* Exercise requirements *
(a) List every percentage figure that appears in the Meta passage, in the order it appears.
(b) Format the lines of the rows as a JSON list of strings, one string per line and no blank lines, starting at the line that contains "Would you mind spotting the antenna" and ending at the line that contains "<point>593,312</point>". Include only those lines.

-- BEGIN Page text --

1Q'23 topline is expected to be $26-28.5 Bn (2% FX headwind) which implies -7% to +2% YoY

Meta remains a tricky ship. It is far from dead as the stock was telling you at $90, but the underlying currents indeed went through a rapid change over the last few quarters.

The following quote by Zuck perfectly encapsulates this from today's call:

for the first 18 years, I think we grew at 20%, 30% compound or a lot more every year, right? And then obviously, that changed very dramatically in 2022, where our revenue was negative for the growth for the first time in the company's history. So that was a pretty big step down. And we don't anticipate that, that's going to continue, but I also don't think it's going to necessarily go back to the way it was before. So I do think this is a pretty rapid phase change there that I think just forced us to basically take a step back and say, okay, we can't just treat everything like it's hyper growth... I'm actually fairly optimistic that there are a pretty good road map of things that we can do that will just make us more efficient and actually better able to build the things that we want.

-- END Page text --
-- BEGIN Raw records --

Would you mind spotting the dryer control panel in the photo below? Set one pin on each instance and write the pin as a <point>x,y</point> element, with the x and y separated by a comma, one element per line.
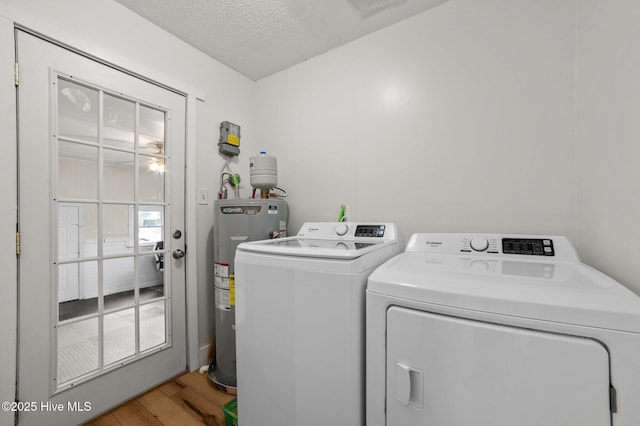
<point>523,246</point>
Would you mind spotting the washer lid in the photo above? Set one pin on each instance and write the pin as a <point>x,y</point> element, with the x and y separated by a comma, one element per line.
<point>335,240</point>
<point>567,292</point>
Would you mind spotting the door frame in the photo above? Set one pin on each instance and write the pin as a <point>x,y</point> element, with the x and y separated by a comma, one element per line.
<point>8,219</point>
<point>9,174</point>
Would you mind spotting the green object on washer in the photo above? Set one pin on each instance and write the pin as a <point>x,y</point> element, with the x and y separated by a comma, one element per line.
<point>230,410</point>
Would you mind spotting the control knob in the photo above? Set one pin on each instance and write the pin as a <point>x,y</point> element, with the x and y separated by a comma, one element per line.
<point>479,243</point>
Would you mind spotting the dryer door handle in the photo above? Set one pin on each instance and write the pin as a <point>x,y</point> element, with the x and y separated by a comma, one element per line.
<point>403,383</point>
<point>409,386</point>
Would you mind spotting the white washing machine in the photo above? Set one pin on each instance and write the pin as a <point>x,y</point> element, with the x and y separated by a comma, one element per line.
<point>499,330</point>
<point>300,323</point>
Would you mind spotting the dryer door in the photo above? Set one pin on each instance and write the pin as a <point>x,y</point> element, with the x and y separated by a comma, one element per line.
<point>449,371</point>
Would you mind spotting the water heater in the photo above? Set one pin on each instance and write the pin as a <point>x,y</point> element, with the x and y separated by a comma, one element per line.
<point>236,221</point>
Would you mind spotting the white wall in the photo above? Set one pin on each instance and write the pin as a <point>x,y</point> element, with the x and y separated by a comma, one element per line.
<point>457,119</point>
<point>111,32</point>
<point>608,124</point>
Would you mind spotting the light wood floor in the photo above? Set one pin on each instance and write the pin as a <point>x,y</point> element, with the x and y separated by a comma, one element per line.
<point>189,399</point>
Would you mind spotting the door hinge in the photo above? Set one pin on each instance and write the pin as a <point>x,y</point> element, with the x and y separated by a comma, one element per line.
<point>613,399</point>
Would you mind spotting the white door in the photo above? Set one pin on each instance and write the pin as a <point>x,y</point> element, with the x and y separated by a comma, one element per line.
<point>98,138</point>
<point>447,371</point>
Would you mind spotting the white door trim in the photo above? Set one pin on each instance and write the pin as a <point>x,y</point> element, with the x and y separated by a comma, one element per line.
<point>8,218</point>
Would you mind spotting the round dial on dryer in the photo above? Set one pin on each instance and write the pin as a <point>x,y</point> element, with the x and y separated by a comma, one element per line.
<point>479,243</point>
<point>342,229</point>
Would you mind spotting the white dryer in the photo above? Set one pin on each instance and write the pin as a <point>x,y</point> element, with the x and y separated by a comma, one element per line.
<point>499,330</point>
<point>300,323</point>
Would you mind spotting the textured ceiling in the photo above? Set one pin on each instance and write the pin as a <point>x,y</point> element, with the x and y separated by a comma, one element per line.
<point>261,37</point>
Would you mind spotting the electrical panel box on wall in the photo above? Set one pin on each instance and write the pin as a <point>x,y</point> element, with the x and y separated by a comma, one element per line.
<point>229,143</point>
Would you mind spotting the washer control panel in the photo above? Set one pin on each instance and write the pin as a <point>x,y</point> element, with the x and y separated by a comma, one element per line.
<point>523,246</point>
<point>479,243</point>
<point>528,246</point>
<point>370,231</point>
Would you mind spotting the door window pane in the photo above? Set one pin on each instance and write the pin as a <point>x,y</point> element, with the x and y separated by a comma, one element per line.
<point>117,229</point>
<point>77,290</point>
<point>114,212</point>
<point>152,325</point>
<point>77,171</point>
<point>119,335</point>
<point>151,276</point>
<point>118,175</point>
<point>119,279</point>
<point>77,111</point>
<point>152,177</point>
<point>77,349</point>
<point>119,122</point>
<point>151,131</point>
<point>77,230</point>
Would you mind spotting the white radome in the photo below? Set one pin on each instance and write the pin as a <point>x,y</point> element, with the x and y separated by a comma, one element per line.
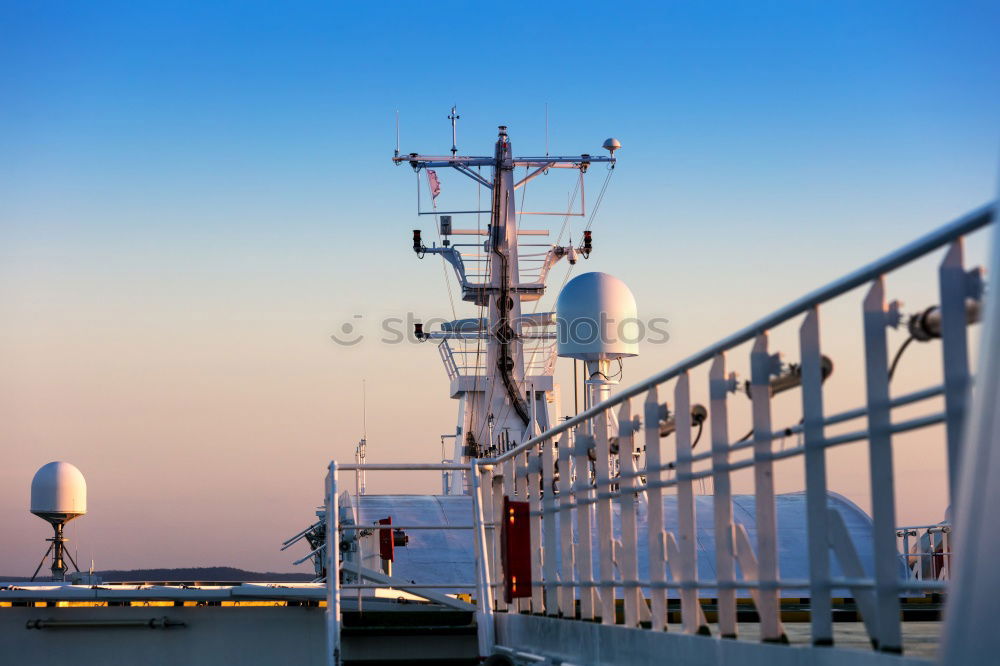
<point>58,492</point>
<point>596,319</point>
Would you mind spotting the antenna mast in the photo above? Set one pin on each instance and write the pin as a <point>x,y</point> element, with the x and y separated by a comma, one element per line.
<point>453,117</point>
<point>502,390</point>
<point>361,451</point>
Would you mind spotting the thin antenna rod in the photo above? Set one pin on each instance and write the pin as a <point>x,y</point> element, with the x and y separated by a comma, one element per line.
<point>453,117</point>
<point>546,129</point>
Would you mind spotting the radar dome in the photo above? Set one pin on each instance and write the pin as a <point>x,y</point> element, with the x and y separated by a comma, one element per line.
<point>58,492</point>
<point>596,319</point>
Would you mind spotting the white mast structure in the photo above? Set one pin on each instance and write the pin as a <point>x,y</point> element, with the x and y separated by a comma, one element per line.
<point>504,401</point>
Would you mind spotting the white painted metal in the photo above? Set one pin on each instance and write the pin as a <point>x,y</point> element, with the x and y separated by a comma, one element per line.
<point>763,366</point>
<point>628,558</point>
<point>591,314</point>
<point>876,318</point>
<point>484,593</point>
<point>725,571</point>
<point>567,604</point>
<point>584,443</point>
<point>602,467</point>
<point>58,491</point>
<point>656,544</point>
<point>333,615</point>
<point>821,614</point>
<point>970,635</point>
<point>954,290</point>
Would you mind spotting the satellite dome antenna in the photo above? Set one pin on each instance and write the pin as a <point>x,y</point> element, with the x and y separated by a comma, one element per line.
<point>611,145</point>
<point>58,495</point>
<point>593,312</point>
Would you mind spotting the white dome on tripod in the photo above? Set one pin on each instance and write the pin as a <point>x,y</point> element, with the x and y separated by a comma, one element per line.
<point>596,319</point>
<point>58,492</point>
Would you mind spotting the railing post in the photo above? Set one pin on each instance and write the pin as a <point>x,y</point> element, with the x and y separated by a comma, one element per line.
<point>628,561</point>
<point>821,611</point>
<point>762,367</point>
<point>880,467</point>
<point>549,548</point>
<point>484,606</point>
<point>567,600</point>
<point>538,553</point>
<point>656,543</point>
<point>333,615</point>
<point>686,568</point>
<point>584,552</point>
<point>725,570</point>
<point>954,288</point>
<point>500,482</point>
<point>605,534</point>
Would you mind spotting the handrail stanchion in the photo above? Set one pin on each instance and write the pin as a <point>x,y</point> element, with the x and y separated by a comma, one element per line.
<point>656,538</point>
<point>762,367</point>
<point>725,570</point>
<point>549,548</point>
<point>497,493</point>
<point>628,560</point>
<point>954,289</point>
<point>876,319</point>
<point>333,616</point>
<point>605,536</point>
<point>583,443</point>
<point>817,530</point>
<point>567,600</point>
<point>692,615</point>
<point>535,529</point>
<point>484,607</point>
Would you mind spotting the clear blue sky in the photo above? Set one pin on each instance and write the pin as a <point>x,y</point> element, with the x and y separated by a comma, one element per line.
<point>194,194</point>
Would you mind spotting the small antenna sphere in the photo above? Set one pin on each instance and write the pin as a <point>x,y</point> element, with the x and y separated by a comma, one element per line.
<point>58,492</point>
<point>596,319</point>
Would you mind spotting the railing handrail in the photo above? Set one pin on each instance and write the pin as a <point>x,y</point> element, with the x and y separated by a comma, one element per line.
<point>976,219</point>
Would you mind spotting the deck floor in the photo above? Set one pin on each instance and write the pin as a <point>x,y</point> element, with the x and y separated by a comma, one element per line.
<point>920,639</point>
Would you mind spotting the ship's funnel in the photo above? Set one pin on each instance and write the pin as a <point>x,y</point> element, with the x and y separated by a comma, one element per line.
<point>596,319</point>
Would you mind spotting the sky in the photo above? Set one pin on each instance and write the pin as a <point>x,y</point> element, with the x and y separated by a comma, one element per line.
<point>195,195</point>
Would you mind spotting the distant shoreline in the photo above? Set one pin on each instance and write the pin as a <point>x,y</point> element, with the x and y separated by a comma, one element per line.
<point>186,574</point>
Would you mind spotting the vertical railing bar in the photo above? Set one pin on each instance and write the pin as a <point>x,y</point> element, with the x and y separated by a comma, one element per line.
<point>725,571</point>
<point>567,602</point>
<point>686,566</point>
<point>880,469</point>
<point>605,535</point>
<point>628,560</point>
<point>955,354</point>
<point>549,549</point>
<point>584,555</point>
<point>492,536</point>
<point>655,545</point>
<point>762,367</point>
<point>500,482</point>
<point>521,494</point>
<point>484,606</point>
<point>332,568</point>
<point>535,526</point>
<point>821,610</point>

-- END Raw records --

* Answers for the exercise *
(a) 2%, -7%, +2%, 20%, 30%

(b)
[
  "Would you mind spotting the antenna mast in the photo above? Set one pin on each instance and write the pin as a <point>x,y</point> element, with the x and y separated by a comma, one element per line.",
  "<point>453,117</point>",
  "<point>502,390</point>",
  "<point>361,451</point>",
  "Would you mind spotting the thin antenna rod in the photo above? Set one pin on each instance and write the pin as a <point>x,y</point> element, with the x and y separated by a comma, one element per line.",
  "<point>453,117</point>",
  "<point>546,129</point>",
  "Would you mind spotting the radar dome in the photo above? Set one pin on each instance and write the pin as a <point>x,y</point> element, with the x and y separated by a comma, one element per line.",
  "<point>58,492</point>",
  "<point>596,319</point>",
  "Would you mind spotting the white mast structure in the photo above? Set one pin on each instance and write the pin as a <point>x,y</point> element, with the x and y separated by a comma, one element per line.",
  "<point>504,401</point>",
  "Would you mind spotting the white painted metal in the photo above? Set one pin on each instance and write the pin as a <point>x,y</point> element, with the x and y separated by a comma, one element per line.",
  "<point>763,366</point>",
  "<point>628,558</point>",
  "<point>591,314</point>",
  "<point>876,318</point>",
  "<point>484,593</point>",
  "<point>725,571</point>",
  "<point>567,604</point>",
  "<point>584,443</point>",
  "<point>602,467</point>",
  "<point>58,491</point>",
  "<point>656,544</point>",
  "<point>333,615</point>",
  "<point>821,614</point>",
  "<point>970,635</point>",
  "<point>954,290</point>",
  "Would you mind spotting the satellite dome antenna in the photo above? Set one pin on each instance and write the pin as a <point>x,y</point> element, with the x and y separated by a comma, one element per line.",
  "<point>611,145</point>",
  "<point>58,495</point>",
  "<point>593,312</point>"
]